[Records contained in a dataset]
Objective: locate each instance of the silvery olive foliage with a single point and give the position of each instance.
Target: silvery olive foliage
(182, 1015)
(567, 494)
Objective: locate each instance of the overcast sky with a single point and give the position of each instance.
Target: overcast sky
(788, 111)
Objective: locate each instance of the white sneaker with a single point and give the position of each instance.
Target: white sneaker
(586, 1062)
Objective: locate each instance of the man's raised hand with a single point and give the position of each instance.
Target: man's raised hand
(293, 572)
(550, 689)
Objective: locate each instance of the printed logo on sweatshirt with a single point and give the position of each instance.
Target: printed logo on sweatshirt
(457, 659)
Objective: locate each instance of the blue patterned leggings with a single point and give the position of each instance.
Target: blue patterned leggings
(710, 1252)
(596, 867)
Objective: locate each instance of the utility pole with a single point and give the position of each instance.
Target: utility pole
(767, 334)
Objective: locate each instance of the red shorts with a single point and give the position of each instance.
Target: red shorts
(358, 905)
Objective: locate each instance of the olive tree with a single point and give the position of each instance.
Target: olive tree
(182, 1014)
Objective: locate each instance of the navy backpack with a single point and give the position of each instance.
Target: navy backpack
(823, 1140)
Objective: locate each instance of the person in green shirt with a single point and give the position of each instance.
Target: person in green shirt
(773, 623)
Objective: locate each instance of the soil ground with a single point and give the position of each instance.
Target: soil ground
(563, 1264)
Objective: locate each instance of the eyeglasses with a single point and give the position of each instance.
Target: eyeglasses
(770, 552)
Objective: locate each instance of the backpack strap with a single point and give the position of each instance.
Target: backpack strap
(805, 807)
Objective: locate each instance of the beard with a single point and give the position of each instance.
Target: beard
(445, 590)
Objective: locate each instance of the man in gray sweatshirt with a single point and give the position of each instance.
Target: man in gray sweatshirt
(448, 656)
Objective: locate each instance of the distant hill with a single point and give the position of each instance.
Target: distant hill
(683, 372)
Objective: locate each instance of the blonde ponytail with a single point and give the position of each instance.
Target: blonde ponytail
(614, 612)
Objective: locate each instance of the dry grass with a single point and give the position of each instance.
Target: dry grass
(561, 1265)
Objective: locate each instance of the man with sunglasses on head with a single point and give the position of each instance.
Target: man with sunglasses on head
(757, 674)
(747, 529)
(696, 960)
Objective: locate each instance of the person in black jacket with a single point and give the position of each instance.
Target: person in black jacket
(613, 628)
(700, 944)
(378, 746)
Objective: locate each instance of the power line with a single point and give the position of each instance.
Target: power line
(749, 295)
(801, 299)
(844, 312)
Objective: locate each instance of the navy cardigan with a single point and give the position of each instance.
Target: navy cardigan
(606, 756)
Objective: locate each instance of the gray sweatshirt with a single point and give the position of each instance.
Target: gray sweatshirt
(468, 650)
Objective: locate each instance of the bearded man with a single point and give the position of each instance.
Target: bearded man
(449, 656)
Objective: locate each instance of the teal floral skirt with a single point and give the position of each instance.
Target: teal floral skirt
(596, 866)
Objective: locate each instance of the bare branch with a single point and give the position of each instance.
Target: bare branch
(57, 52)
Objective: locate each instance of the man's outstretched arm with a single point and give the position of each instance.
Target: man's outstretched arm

To be done: The lines to reproduce run from the line containing "Objective: locate each instance of the distant" to the end of the listing; write them out exactly and add nothing.

Exercise solution:
Objective: locate each instance of the distant hill with a single point and give the position of each instance.
Target: distant hill
(683, 372)
Objective: locate each instance of the blonde ponytail with a single point and give the position of each instance.
Target: blonde ponytail
(614, 612)
Objective: locate each instance of the dry grass with a single point and give the position of each instance.
Target: dry grass
(561, 1265)
Objective: locate each instance of the man with sunglasses on head with a single point and give the position of each instance.
Target: man with sunglasses on head
(757, 674)
(747, 529)
(696, 960)
Objective: locate each instance of the person in black jacket with a single point and give the position of each instance.
Target: person in black jacket
(613, 628)
(700, 944)
(378, 746)
Objective: locate each instance of the power line with a single point and give the position of each instance.
Target: power line
(749, 295)
(801, 299)
(844, 312)
Objective: locate each instance of the navy cardigan with a single point and give the position of each instance.
Target: navy cardigan
(606, 756)
Objective: locate each instance of the gray sweatshirt with a single point and give the position of each instance.
Target: gray sweatshirt
(468, 650)
Objective: locate each instance of the bearded man with a single point and give the position of each instance.
Target: bearded man
(449, 656)
Objective: locate each instance of the teal floral skirt with a single point and give the position of each instance.
Target: teal floral skirt
(596, 866)
Objective: locate each instance of the bare branch with a single point and give the position of each instance.
Target: bare branch
(57, 52)
Objective: locate each instance of the man's outstretched arm with a single point and give the position of each instance.
Target: man's outstretched arm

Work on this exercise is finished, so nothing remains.